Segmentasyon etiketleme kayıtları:
──────

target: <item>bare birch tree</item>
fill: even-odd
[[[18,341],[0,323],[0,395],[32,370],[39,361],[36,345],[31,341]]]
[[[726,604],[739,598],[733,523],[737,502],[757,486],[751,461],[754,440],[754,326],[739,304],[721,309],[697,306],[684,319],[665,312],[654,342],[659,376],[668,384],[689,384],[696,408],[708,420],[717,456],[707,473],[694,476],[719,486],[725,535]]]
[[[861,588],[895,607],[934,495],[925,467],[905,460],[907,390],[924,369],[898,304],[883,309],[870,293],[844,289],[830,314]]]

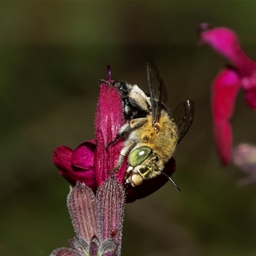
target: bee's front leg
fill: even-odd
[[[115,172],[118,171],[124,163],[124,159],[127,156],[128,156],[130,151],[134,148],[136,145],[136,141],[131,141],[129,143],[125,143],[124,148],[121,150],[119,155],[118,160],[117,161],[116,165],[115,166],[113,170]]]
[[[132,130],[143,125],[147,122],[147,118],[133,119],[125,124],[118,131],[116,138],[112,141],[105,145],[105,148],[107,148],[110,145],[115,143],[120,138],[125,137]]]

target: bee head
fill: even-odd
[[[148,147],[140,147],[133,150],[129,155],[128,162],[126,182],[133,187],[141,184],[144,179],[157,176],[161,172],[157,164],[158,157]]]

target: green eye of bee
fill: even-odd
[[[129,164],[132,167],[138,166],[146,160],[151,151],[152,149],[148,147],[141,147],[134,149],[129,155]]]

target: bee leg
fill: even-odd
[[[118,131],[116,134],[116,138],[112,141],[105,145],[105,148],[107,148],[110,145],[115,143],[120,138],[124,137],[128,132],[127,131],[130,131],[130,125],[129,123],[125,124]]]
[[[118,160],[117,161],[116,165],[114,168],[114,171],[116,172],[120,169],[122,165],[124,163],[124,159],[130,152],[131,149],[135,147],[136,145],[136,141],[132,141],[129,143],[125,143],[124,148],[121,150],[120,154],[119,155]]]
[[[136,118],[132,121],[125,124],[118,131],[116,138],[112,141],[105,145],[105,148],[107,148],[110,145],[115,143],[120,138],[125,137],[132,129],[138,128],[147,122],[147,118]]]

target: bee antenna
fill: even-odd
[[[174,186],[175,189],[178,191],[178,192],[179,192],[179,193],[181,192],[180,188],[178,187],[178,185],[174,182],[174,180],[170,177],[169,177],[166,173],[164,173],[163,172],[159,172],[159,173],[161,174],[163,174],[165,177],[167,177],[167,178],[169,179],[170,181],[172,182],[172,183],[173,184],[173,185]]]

──────

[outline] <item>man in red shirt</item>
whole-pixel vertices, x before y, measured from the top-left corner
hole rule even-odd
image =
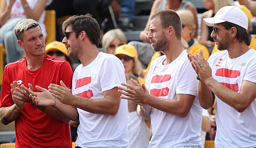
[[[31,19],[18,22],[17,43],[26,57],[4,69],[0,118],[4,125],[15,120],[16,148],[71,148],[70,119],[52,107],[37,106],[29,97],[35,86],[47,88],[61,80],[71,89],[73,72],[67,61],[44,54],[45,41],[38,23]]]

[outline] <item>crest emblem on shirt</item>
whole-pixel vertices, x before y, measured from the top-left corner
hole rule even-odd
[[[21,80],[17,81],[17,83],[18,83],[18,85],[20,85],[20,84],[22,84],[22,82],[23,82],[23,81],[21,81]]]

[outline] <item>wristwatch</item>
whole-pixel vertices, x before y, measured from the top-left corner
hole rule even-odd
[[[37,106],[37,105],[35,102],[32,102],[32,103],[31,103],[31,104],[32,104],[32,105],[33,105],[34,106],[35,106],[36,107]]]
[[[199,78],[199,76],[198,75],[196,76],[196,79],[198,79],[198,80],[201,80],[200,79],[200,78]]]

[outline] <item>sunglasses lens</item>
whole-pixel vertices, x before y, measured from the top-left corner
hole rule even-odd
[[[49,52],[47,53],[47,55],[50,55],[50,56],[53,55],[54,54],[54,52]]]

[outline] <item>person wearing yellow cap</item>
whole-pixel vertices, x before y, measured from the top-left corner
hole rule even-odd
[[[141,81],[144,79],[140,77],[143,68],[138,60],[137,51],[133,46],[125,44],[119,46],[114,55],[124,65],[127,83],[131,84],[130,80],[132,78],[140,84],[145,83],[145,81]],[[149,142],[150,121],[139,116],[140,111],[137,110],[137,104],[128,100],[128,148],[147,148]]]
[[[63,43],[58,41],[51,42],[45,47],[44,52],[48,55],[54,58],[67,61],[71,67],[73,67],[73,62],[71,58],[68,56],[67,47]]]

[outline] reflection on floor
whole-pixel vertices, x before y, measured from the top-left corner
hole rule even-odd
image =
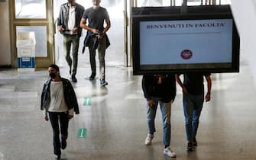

──────

[Yapılacak iş]: Yukarıdaki kayıtlarda "target: <item>bare birch tree</item>" içeren satırla başlayıp "[[[18,341],[0,323],[0,395],[32,370],[39,361],[36,345],[31,341]]]" içeren satırla biten kısmı, iki uç satır da dahil olmak üzere, hiçbir şeyi değiştirmeden kopyalayın.

[Tam yanıt]:
target: <item>bare birch tree</item>
fill: even-odd
[[[18,341],[0,323],[0,395],[32,370],[39,361],[36,345],[31,341]]]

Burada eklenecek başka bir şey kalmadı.